INSTRUCTIONS FOR THE TASK: Copy each of the following lines word for word, in the order they appear.

(Location identification lines)
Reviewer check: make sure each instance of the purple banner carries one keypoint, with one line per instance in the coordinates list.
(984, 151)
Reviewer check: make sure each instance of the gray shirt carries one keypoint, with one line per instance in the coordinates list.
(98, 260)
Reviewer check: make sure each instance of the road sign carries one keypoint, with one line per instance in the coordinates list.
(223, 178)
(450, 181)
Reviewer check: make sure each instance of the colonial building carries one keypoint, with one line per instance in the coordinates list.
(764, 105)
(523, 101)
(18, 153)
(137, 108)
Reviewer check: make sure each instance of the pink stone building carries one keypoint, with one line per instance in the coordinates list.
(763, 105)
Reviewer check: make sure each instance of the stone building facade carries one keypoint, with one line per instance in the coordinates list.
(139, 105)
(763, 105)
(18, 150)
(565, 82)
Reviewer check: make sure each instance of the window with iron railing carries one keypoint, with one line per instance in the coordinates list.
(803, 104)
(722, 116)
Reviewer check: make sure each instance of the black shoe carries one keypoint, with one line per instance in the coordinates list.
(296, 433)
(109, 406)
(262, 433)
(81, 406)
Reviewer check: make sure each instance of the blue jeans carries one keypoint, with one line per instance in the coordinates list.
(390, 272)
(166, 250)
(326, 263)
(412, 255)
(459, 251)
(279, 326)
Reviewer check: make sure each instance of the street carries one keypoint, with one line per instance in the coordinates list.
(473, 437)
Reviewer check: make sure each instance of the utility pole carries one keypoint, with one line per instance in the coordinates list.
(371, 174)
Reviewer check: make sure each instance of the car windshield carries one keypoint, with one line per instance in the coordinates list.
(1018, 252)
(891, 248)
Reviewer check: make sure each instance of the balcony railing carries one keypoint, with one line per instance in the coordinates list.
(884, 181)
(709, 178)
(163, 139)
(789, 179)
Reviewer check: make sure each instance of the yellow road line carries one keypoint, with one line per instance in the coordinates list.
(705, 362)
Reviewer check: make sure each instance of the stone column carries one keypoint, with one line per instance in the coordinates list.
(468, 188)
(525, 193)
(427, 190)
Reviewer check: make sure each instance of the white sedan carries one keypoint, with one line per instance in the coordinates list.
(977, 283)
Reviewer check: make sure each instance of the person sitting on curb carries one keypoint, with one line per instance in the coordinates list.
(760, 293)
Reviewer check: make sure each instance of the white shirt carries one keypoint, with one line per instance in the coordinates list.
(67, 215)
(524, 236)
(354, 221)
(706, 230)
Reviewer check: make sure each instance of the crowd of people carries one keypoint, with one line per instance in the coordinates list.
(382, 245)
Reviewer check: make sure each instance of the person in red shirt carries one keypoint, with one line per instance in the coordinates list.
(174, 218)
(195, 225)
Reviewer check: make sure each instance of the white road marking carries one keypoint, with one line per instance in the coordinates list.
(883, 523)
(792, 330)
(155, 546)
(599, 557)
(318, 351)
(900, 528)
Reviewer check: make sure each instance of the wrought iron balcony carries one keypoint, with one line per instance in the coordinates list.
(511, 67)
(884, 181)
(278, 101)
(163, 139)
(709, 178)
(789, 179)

RESULT OF THE EXERCISE:
Reviewer check: make sure each instance of the purple banner carries one keypoint, with one line per instance in the coordinates list.
(984, 151)
Reviewer check: make sure each instance of the gray shirt carries one keypoint, with one line per instance in the coordinates list.
(98, 260)
Reviewer check: make sure each instance of the road sign carries one keypoint, with one line per instance in the coordinates list.
(223, 178)
(450, 181)
Reviewer check: make sure each instance of the colonial building carries one keypoint, with one line per instance in the coordinates list.
(764, 105)
(523, 101)
(18, 153)
(137, 108)
Reviewer check: make sure each instance of the pink stone building carries one keypoint, with one line per instance in the coordinates list.
(763, 105)
Reviewer check: make sure each instance of the stone building facade carries one keypoint, with one line per instance in the coordinates list.
(139, 105)
(763, 105)
(18, 150)
(565, 82)
Reviewer check: make sure each instance of the window with iron railing carries one keypoint, with one line per instance in the coordinates list.
(803, 104)
(722, 116)
Reviewer check: make sure each instance of the black shoe carries one keypoint, with one line per instance in the coordinates list.
(296, 433)
(109, 406)
(262, 433)
(81, 406)
Reviewer check: make sure each instance of the blue jeans carries one keypoint, with one line per instance in the coordinates list.
(390, 272)
(166, 250)
(326, 263)
(412, 255)
(459, 251)
(279, 326)
Reviewer check: make sure each instance of the street carries one keypoint, with one line per instance in the coordinates list.
(473, 437)
Reviewer check: make sure each instance of the utility pole carries one keypoint, with one line per instance in the coordinates list.
(371, 174)
Reviewer check: make sure each instance of the car windshield carries one keypoint, with one line per instance in the coordinates list.
(1018, 252)
(891, 248)
Reviewer check: make sure each instance of the balcony railing carries one keypoint, with one line per instance in the coordinates list.
(884, 181)
(709, 178)
(163, 139)
(789, 179)
Reviewer check: make sure each instance of the yellow road line carries one keypoint, with one line per instance in the coordinates list.
(705, 362)
Reviewer check: make sure each instance of the stone column carries one keypoint, with one line per instance in the coordinates list.
(468, 188)
(525, 193)
(427, 190)
Reviewer check: make sure each instance of the white sedan carries one keypoint, with one line per instance in the coordinates list.
(977, 283)
Reviewer check: make sure each instance of the person sitting on curb carries one keypoint, with one line per instance in the coordinates list.
(760, 293)
Reviewer check: make sure each instance of the white shirt carries one keypoint, with one line per instance in the coordinates list.
(67, 215)
(524, 236)
(354, 221)
(706, 230)
Reviewer check: make sure each instance of the crowd of people carries one keypoint, with one line per instance in the coordinates list.
(382, 245)
Reviewer check: make sure each instance of the person in red shirt carries one keypoint, with one line per instance in the coordinates list.
(174, 218)
(195, 225)
Reviewer check: make sure each instance of the white road marking carries one keypoint, with one line per instance in the coordinates list.
(883, 523)
(792, 330)
(155, 546)
(599, 557)
(318, 351)
(900, 528)
Reviewer check: make sure each instance of the wrought iron balcony carries one keypoint, with one line per instance in the coordinates list.
(511, 67)
(884, 181)
(278, 101)
(163, 139)
(709, 178)
(789, 179)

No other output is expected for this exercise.